## Dataset:
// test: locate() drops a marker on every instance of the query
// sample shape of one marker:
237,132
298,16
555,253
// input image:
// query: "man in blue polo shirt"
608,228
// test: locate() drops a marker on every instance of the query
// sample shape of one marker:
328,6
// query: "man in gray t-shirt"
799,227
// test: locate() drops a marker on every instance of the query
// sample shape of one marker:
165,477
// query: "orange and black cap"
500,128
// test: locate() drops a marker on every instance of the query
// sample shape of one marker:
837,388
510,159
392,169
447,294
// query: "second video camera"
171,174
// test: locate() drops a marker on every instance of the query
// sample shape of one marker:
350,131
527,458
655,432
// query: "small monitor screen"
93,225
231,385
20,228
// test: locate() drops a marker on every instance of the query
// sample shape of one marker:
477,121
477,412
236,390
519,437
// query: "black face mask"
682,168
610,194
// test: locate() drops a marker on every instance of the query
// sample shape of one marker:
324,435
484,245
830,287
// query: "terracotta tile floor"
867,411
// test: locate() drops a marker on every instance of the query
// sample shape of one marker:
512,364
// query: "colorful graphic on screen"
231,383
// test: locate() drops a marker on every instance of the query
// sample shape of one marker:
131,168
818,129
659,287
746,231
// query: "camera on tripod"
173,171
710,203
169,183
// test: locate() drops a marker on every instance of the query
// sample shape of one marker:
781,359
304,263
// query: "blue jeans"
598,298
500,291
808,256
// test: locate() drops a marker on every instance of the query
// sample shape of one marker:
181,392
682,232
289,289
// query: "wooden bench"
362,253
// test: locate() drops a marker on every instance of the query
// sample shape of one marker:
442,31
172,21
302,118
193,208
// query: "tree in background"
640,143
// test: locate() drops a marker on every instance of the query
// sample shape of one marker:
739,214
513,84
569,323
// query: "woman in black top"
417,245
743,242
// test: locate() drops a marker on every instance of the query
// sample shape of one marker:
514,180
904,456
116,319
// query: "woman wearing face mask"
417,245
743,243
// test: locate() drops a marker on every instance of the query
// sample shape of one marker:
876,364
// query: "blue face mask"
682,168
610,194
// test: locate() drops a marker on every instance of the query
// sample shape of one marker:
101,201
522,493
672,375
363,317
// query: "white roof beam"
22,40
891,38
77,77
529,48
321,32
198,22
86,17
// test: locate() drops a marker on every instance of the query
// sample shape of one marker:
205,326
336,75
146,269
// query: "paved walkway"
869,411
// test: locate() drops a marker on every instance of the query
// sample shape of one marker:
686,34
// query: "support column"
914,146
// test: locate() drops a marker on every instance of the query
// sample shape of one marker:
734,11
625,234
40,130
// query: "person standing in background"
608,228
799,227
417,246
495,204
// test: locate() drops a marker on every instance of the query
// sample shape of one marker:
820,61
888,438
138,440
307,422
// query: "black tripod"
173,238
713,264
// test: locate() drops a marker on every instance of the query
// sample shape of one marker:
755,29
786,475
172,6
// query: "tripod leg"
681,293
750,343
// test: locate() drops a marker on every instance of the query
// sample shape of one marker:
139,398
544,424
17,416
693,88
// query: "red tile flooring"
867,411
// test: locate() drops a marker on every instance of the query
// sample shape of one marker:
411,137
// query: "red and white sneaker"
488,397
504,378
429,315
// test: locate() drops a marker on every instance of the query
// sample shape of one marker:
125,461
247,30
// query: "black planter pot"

## Work instructions:
Retype the entries exactly; leave nothing out.

## Task solution:
// test: locate() drops a marker on every instance of the query
// sample shape of one marker:
237,132
298,16
555,253
// input image:
// query: "man in blue polo shirt"
608,228
// test: locate() drops a marker on every instance of the query
// sample shape of one marker:
328,6
// query: "man in gray t-shirt"
799,227
// test: locate() drops a marker on every instance of the query
// sample shape of one marker:
165,477
// query: "orange and black cap"
500,128
// test: locate() drops a marker on every instance of the query
// sample shape of one marker:
837,388
510,159
392,169
447,294
// query: "second video camera"
171,174
// test: locate() drops a marker on every instance of the query
// sample shape of one marker:
350,131
527,458
655,432
// query: "small monitor screen"
93,225
231,385
20,228
// test: locate() drops a marker on every instance of the query
// sample shape of one marker:
477,121
477,412
236,390
519,437
// query: "black face mask"
682,168
610,194
// test: locate() drops a marker on every instance of the query
// sample shape of one marker:
324,435
484,245
830,287
// query: "terracotta tile floor"
867,411
// test: locate() drops a marker on every instance of the query
// sample shape of one marker:
512,364
// query: "colorful graphic on screen"
231,383
// test: locate() drops a marker on every instance of the query
// sample shape of one marker:
131,168
818,129
659,287
746,231
// query: "camera on tripod"
173,171
710,203
169,183
// test: locate() drops a marker on every instance of the query
// sample shape of one marker:
781,359
304,263
// query: "blue jeans"
598,298
500,291
808,256
// test: locate() drops a marker on every instance of the query
// sample shape of one marker:
181,392
682,232
289,289
// query: "wooden bench"
362,253
// test: locate() drops a marker on every instance of the query
// sample shape of one marker:
442,31
172,21
302,118
193,208
// query: "tree in background"
640,143
// test: locate() drops a marker on every instance of the query
// sample shape of one marker:
739,214
513,84
569,323
// query: "woman in black top"
417,245
743,242
// test: locate() drops a marker on every instance of the query
// sample shape of one marker:
514,180
904,456
116,319
// query: "woman wearing face mask"
417,245
743,243
// test: locate() drops a marker on every instance of the query
// sample shape of one marker:
876,364
// query: "blue face mask"
682,168
610,194
// test: locate() drops a marker on every instance of the query
// sample shape of one marker:
101,201
522,493
672,375
363,317
// query: "white roof beam"
22,40
891,38
77,77
529,48
321,32
198,22
86,17
// test: locate() drops a marker on every instance of the query
// sample shape of one marker:
205,326
336,75
146,269
// query: "paved walkway"
869,411
// test: locate() drops a marker on every instance of the query
// sample shape of one marker:
686,34
// query: "support column"
914,146
// test: locate() drops a marker on every instance of the query
// sample shape of one marker:
734,11
625,234
40,130
// query: "person standing in background"
608,228
799,227
417,246
495,204
// test: locate() drops a marker on every instance of the query
// sample shape of one marker:
820,61
888,438
138,440
307,422
// query: "black tripod"
173,238
713,264
// test: locate() drops a marker on every instance of the query
// sample shape of one marker:
755,29
786,475
172,6
// query: "tripod leg"
681,293
750,343
// test: locate() drops a marker on every instance of the query
// sample shape of one marker:
139,398
544,424
17,416
693,88
// query: "red tile flooring"
867,411
// test: locate() drops a marker on every instance of the query
// sample shape of one marker:
411,137
// query: "red and white sneaker"
488,397
504,378
429,315
// test: locate() drops a marker on every instance of the query
// sample shape of one marker:
125,461
247,30
// query: "black planter pot"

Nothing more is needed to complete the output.